_What to do_. Put every line of the records below into a Markdown table with the columns Row and Line, numbering the rows in order and leaving out blank lines. Leave the pictures out of the answer.

_Dataset extract_.
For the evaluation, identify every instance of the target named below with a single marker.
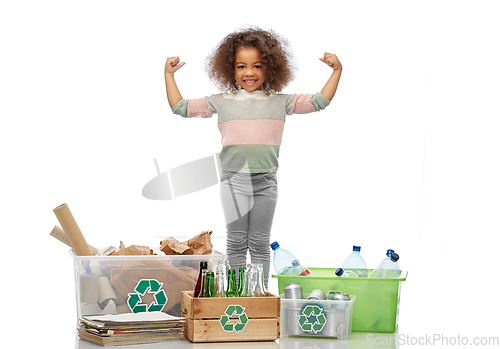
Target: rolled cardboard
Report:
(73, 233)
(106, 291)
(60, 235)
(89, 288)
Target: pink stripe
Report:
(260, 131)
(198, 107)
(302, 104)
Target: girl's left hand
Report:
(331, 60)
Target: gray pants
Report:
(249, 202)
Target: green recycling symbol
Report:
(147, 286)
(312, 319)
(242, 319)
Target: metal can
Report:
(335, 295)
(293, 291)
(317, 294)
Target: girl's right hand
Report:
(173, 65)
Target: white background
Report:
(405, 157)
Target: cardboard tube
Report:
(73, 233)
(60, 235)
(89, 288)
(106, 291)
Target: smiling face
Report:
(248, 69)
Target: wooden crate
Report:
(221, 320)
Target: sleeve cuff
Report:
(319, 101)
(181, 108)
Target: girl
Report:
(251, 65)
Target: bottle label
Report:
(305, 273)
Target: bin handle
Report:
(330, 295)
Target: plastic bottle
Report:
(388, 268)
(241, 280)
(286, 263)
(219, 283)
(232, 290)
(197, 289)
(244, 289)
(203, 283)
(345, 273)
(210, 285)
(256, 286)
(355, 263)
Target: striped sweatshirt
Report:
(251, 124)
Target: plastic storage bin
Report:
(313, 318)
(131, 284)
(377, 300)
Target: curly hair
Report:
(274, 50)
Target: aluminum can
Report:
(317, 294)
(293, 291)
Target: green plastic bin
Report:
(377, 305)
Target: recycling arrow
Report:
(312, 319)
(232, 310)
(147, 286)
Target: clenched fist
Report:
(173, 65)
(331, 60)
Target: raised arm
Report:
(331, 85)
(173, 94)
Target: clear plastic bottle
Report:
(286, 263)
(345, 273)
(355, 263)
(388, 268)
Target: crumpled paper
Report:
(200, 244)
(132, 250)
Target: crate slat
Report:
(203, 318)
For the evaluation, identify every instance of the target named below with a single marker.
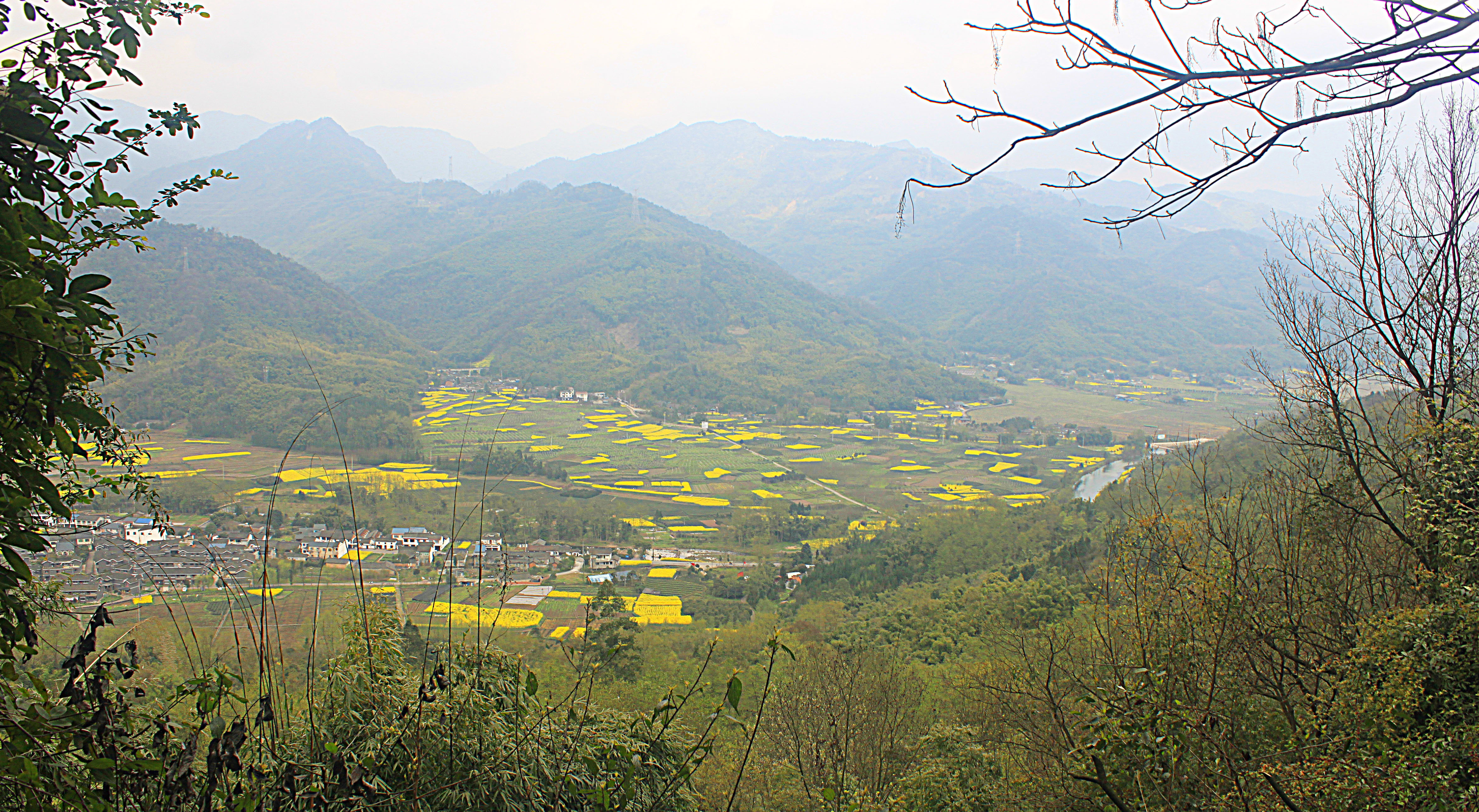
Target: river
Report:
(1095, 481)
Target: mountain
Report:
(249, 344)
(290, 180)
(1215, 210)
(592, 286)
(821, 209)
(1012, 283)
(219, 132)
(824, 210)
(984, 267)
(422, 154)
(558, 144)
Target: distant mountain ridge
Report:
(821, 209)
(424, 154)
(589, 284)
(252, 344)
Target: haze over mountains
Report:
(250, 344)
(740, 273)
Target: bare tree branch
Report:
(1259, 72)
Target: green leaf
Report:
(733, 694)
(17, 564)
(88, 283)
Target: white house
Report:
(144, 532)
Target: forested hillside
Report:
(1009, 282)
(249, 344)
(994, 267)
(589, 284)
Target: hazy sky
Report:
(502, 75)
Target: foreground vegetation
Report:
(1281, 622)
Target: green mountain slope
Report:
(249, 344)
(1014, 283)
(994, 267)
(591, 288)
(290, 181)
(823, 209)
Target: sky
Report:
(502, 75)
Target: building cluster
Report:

_Answer to this task_.
| Row | Line |
|---|---|
| 1 | For the evaluation, identify every instance of the target named below with a single marker. |
| 2 | Target: rolled cardboard |
| 3 | Report: |
| 4 | (73, 233) |
| 5 | (106, 291) |
| 6 | (60, 235) |
| 7 | (89, 288) |
| 8 | Target: pink stripe |
| 9 | Report: |
| 10 | (260, 131) |
| 11 | (198, 107) |
| 12 | (302, 104) |
| 13 | Target: girl's left hand |
| 14 | Report: |
| 15 | (331, 60) |
| 16 | Target: gray pants |
| 17 | Report: |
| 18 | (249, 202) |
| 19 | Target: green recycling symbol |
| 20 | Report: |
| 21 | (147, 286) |
| 22 | (312, 319) |
| 23 | (242, 319) |
| 24 | Target: metal can |
| 25 | Report: |
| 26 | (335, 295) |
| 27 | (293, 291) |
| 28 | (317, 294) |
| 29 | Target: girl's right hand |
| 30 | Report: |
| 31 | (173, 65) |
| 32 | Target: white background |
| 33 | Report: |
| 34 | (405, 157) |
| 35 | Target: cardboard tube |
| 36 | Report: |
| 37 | (73, 233) |
| 38 | (60, 235) |
| 39 | (89, 288) |
| 40 | (106, 291) |
| 41 | Target: smiling face |
| 42 | Report: |
| 43 | (248, 69) |
| 44 | Target: wooden crate |
| 45 | Report: |
| 46 | (221, 320) |
| 47 | Target: sleeve cuff |
| 48 | Report: |
| 49 | (319, 101) |
| 50 | (181, 108) |
| 51 | Target: girl |
| 52 | Report: |
| 53 | (251, 65) |
| 54 | Target: bottle label |
| 55 | Report: |
| 56 | (305, 273) |
| 57 | Target: bin handle |
| 58 | Report: |
| 59 | (330, 295) |
| 60 | Target: plastic bottle |
| 61 | Report: |
| 62 | (388, 268) |
| 63 | (241, 280) |
| 64 | (286, 263) |
| 65 | (219, 283) |
| 66 | (232, 290) |
| 67 | (197, 289) |
| 68 | (244, 289) |
| 69 | (203, 283) |
| 70 | (345, 273) |
| 71 | (210, 285) |
| 72 | (256, 286) |
| 73 | (355, 263) |
| 74 | Target: striped sweatshirt |
| 75 | Report: |
| 76 | (251, 124) |
| 77 | Target: plastic storage bin |
| 78 | Report: |
| 79 | (313, 318) |
| 80 | (131, 284) |
| 81 | (377, 300) |
| 82 | Target: curly hair |
| 83 | Report: |
| 84 | (274, 50) |
| 85 | Target: aluminum can |
| 86 | Report: |
| 87 | (317, 294) |
| 88 | (293, 291) |
| 89 | Target: green plastic bin |
| 90 | Report: |
| 91 | (377, 305) |
| 92 | Target: recycling arrow |
| 93 | Report: |
| 94 | (312, 319) |
| 95 | (232, 310) |
| 96 | (147, 286) |
| 97 | Target: clenched fist |
| 98 | Report: |
| 99 | (173, 65) |
| 100 | (331, 60) |
| 101 | Target: raised arm |
| 102 | Report: |
| 103 | (331, 85) |
| 104 | (173, 94) |
| 105 | Target: clear plastic bottle |
| 106 | Report: |
| 107 | (286, 263) |
| 108 | (345, 273) |
| 109 | (355, 263) |
| 110 | (388, 268) |
| 111 | Target: crumpled paper |
| 112 | Report: |
| 113 | (200, 244) |
| 114 | (132, 250) |
| 115 | Target: crate slat |
| 116 | Report: |
| 117 | (203, 318) |
| 118 | For the evaluation, identify every instance of the target named below with a single marker. |
| 119 | Target: river |
| 120 | Report: |
| 121 | (1095, 481) |
| 122 | Target: mountain |
| 123 | Report: |
| 124 | (249, 344) |
| 125 | (290, 180) |
| 126 | (1215, 210) |
| 127 | (592, 286) |
| 128 | (821, 209) |
| 129 | (1012, 283) |
| 130 | (219, 132) |
| 131 | (824, 210) |
| 132 | (984, 267) |
| 133 | (422, 154) |
| 134 | (558, 144) |
| 135 | Target: distant mountain ridge |
| 136 | Report: |
| 137 | (821, 209) |
| 138 | (424, 154) |
| 139 | (589, 284) |
| 140 | (252, 344) |
| 141 | Target: haze over mountains |
| 142 | Report: |
| 143 | (250, 344) |
| 144 | (740, 273) |
| 145 | Target: bare tree branch |
| 146 | Report: |
| 147 | (1259, 72) |
| 148 | Target: green leaf |
| 149 | Report: |
| 150 | (733, 694) |
| 151 | (17, 564) |
| 152 | (88, 283) |
| 153 | Target: white house |
| 154 | Report: |
| 155 | (144, 532) |
| 156 | Target: forested hillside |
| 157 | Report: |
| 158 | (1009, 282) |
| 159 | (249, 344) |
| 160 | (994, 267) |
| 161 | (589, 284) |
| 162 | Target: hazy sky |
| 163 | Report: |
| 164 | (502, 75) |
| 165 | Target: foreground vegetation |
| 166 | Report: |
| 167 | (1281, 622) |
| 168 | Target: green mountain slope |
| 169 | Report: |
| 170 | (249, 344) |
| 171 | (1014, 283) |
| 172 | (994, 267) |
| 173 | (591, 288) |
| 174 | (290, 181) |
| 175 | (823, 209) |
| 176 | Target: sky |
| 177 | Report: |
| 178 | (502, 75) |
| 179 | Target: building cluster |
| 180 | Report: |